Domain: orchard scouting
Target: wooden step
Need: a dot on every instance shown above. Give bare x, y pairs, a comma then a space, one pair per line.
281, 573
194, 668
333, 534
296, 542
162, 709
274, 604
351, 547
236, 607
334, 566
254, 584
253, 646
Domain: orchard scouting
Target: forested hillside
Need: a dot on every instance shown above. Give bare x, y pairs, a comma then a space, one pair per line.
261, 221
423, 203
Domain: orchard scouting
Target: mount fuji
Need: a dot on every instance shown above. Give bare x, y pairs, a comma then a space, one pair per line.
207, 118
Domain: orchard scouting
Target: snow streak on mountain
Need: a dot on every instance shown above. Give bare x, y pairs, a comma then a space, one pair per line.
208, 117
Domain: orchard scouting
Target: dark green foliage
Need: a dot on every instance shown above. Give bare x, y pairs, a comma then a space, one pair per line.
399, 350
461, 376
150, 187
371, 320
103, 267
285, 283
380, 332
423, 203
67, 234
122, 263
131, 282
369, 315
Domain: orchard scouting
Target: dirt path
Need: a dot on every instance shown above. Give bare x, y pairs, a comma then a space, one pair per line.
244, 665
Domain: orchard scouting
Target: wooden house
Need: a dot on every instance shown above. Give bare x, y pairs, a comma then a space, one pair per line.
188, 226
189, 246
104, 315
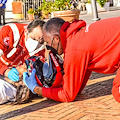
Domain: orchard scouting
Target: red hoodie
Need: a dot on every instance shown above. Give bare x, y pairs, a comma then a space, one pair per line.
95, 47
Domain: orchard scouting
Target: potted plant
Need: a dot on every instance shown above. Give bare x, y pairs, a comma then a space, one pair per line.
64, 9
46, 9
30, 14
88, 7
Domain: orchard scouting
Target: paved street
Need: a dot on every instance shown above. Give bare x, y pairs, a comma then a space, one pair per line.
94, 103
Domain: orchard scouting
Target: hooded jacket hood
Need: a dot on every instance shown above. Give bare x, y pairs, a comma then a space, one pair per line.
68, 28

===

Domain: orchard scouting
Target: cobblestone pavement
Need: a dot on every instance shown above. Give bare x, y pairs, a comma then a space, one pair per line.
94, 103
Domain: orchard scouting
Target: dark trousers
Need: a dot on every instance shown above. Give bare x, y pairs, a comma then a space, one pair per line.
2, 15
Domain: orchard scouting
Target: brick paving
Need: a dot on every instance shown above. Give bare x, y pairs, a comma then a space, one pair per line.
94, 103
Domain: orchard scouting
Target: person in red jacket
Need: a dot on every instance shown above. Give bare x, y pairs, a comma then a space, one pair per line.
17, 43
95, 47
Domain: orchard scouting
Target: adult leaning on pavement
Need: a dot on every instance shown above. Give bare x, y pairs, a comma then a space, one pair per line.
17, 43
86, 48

===

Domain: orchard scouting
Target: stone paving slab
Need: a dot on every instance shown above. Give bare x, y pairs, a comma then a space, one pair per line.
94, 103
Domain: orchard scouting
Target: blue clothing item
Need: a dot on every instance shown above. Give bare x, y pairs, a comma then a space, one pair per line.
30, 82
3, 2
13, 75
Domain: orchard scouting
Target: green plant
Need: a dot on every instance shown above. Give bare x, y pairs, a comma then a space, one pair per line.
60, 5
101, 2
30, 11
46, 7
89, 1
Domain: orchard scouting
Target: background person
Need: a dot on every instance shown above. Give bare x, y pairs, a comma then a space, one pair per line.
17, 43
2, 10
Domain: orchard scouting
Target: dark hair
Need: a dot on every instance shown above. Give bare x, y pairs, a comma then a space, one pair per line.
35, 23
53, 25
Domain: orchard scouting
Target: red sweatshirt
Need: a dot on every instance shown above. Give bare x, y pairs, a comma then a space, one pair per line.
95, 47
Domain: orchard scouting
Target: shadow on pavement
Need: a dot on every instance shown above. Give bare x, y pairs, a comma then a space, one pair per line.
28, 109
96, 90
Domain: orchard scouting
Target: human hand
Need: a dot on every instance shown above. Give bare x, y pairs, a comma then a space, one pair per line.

===

Job:
Return every line of the data above that contains the word "jacket", matching case exactly.

Expected answer:
Target: hooded jacket hood
Target: person in red jacket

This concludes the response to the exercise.